*Direction*
Return every line of the records that contains the string "blonde". Case counts.

*Extracted information*

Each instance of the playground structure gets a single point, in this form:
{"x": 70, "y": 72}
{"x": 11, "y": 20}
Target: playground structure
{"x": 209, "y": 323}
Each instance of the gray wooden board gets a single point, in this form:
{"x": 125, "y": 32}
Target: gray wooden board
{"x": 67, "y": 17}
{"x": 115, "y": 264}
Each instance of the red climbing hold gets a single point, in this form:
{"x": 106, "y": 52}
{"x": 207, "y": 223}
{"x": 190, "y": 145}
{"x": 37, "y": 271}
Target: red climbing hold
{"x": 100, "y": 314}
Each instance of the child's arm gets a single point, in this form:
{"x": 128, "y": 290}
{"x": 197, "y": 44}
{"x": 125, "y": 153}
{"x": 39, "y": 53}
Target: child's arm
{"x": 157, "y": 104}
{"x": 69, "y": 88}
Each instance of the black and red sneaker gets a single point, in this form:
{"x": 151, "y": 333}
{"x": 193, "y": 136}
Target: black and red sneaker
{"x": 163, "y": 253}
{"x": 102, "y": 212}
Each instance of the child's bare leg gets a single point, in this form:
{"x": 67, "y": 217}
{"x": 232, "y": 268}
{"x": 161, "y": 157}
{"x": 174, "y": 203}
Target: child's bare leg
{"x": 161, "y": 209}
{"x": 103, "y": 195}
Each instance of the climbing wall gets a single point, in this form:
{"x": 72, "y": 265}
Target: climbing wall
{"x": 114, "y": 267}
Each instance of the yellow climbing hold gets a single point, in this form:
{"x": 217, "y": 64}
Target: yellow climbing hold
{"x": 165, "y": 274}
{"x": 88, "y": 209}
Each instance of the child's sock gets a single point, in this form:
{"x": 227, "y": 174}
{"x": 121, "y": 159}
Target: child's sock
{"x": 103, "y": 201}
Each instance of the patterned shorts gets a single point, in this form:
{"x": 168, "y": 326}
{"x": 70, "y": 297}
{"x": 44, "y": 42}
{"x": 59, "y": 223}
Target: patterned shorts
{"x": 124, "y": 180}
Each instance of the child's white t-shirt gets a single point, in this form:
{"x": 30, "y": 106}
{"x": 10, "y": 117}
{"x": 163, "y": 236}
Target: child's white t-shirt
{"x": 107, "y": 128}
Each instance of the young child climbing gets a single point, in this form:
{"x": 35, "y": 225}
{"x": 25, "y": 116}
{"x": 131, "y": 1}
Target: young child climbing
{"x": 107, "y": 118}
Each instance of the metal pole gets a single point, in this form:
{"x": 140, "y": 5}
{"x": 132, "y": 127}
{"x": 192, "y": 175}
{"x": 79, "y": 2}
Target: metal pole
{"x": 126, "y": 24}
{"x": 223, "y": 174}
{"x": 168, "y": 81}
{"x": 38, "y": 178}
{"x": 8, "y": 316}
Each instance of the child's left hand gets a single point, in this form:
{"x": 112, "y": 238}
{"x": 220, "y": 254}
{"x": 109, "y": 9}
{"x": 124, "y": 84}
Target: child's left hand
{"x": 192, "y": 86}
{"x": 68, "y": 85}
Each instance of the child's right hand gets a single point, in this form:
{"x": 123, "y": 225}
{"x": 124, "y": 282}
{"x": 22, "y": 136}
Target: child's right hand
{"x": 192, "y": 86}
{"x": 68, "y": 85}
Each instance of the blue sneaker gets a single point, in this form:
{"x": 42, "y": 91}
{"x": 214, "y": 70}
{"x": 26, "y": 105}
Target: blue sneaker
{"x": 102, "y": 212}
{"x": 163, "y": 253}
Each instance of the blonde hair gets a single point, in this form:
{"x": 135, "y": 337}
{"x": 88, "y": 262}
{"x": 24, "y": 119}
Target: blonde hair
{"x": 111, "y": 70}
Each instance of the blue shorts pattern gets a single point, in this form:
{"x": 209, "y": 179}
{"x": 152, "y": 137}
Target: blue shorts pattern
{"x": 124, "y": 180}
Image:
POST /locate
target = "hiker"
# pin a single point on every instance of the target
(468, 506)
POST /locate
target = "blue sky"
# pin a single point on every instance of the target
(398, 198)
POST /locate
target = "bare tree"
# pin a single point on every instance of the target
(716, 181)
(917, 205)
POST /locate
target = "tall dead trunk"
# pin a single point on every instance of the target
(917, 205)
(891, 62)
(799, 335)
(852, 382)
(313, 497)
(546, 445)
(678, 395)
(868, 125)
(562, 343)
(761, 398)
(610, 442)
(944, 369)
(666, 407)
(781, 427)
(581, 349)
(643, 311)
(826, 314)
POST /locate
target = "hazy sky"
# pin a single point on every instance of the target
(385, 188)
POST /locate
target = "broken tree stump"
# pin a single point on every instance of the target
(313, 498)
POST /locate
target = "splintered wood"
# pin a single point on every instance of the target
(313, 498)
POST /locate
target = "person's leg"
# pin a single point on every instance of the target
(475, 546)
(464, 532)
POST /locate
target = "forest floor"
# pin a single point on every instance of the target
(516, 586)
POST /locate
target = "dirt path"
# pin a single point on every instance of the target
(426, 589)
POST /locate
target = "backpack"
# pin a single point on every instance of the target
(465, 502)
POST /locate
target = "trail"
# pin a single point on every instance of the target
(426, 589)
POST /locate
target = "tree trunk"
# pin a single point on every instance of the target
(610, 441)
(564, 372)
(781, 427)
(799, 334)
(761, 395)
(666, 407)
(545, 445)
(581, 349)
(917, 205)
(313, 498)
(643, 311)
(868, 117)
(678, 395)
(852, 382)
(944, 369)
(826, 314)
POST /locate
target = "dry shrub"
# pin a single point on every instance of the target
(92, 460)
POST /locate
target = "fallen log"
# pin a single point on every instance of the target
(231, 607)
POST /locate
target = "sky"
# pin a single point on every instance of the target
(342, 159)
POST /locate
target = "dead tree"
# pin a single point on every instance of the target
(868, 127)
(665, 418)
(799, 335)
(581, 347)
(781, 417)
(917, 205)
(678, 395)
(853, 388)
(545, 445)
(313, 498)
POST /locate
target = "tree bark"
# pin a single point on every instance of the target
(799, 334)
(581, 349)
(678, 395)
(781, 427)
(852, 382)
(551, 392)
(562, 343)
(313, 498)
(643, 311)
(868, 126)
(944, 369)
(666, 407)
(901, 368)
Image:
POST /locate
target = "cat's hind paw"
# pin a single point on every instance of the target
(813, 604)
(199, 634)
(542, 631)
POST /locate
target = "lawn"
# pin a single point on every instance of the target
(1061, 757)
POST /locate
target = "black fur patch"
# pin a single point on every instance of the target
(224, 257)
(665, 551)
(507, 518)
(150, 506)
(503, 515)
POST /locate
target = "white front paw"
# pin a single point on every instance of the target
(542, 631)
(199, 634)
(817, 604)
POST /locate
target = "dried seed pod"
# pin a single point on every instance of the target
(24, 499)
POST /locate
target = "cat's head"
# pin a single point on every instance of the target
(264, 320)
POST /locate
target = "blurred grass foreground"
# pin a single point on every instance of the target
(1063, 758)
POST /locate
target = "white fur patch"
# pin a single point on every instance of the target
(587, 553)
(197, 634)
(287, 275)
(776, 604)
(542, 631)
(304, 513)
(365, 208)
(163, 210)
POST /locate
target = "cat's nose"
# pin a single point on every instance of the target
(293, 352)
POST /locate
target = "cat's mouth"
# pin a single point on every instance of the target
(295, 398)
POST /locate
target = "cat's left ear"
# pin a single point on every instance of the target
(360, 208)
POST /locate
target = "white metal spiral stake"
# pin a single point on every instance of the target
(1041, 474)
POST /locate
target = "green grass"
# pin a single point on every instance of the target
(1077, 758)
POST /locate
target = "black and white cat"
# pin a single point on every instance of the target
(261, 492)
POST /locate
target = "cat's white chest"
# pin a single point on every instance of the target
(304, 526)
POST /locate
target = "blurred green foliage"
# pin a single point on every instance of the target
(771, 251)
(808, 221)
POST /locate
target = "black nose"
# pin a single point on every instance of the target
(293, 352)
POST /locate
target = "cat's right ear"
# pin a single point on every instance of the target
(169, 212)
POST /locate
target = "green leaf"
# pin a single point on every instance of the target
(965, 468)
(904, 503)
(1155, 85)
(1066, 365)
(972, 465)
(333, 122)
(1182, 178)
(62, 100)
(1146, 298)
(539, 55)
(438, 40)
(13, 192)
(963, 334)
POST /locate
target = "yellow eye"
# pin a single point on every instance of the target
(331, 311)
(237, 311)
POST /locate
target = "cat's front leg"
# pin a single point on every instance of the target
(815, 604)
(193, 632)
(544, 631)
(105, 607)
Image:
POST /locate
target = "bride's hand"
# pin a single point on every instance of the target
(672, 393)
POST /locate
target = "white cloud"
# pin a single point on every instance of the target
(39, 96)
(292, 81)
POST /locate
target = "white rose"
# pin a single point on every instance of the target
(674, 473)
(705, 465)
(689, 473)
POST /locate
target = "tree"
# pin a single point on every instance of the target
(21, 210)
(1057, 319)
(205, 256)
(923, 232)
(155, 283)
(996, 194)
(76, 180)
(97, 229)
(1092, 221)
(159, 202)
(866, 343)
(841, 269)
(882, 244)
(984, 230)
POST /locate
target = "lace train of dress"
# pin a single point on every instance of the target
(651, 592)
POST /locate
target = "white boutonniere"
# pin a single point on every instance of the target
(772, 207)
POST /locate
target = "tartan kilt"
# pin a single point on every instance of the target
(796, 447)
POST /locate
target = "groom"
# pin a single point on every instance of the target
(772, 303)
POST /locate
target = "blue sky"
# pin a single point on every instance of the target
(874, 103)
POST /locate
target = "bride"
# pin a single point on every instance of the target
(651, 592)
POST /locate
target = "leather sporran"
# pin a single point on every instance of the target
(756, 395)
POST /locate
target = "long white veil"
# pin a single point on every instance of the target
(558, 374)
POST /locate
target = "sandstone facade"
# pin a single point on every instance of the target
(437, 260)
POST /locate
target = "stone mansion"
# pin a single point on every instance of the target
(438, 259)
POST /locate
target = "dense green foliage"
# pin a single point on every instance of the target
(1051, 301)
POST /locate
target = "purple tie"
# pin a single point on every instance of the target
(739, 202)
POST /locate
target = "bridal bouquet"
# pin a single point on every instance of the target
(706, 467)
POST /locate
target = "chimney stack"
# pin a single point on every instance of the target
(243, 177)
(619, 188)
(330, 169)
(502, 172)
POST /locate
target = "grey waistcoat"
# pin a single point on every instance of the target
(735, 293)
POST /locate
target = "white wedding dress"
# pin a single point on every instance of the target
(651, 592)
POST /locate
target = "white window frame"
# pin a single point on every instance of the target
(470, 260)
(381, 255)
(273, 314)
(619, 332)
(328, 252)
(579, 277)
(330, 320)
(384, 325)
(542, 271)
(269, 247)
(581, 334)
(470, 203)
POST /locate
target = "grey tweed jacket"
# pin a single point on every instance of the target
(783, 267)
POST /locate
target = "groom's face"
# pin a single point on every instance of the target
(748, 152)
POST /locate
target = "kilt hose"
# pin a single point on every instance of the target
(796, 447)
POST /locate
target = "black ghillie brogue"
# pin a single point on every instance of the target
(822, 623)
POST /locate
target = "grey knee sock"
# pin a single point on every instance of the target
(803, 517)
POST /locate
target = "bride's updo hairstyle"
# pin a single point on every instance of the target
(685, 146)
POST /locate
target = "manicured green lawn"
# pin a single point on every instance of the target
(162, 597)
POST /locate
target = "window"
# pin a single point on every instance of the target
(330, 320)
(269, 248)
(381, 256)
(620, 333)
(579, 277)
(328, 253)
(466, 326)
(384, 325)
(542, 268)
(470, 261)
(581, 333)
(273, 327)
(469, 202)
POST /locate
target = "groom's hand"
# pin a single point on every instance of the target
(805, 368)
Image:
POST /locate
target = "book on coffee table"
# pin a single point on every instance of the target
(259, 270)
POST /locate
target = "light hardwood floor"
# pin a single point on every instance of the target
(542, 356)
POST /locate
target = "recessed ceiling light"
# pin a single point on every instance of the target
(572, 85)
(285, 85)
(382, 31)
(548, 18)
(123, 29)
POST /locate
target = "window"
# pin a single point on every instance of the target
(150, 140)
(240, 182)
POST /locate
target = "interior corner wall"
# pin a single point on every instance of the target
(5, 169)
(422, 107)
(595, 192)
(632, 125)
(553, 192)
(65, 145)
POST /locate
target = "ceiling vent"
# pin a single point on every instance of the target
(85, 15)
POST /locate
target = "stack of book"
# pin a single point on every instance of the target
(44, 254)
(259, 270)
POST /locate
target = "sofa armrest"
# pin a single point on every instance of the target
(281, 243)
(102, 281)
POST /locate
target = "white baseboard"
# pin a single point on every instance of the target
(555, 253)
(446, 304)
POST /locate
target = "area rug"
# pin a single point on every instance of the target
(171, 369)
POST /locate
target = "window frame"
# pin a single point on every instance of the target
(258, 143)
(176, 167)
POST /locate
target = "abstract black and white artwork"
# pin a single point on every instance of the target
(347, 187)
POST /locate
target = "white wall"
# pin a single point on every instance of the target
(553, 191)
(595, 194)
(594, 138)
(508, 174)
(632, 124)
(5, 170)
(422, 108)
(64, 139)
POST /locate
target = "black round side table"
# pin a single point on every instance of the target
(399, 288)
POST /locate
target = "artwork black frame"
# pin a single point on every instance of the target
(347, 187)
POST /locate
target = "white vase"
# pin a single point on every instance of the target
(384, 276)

*Exercise answer*
Each instance of the blonde hair gets a single point, in this form:
Target: blonde hair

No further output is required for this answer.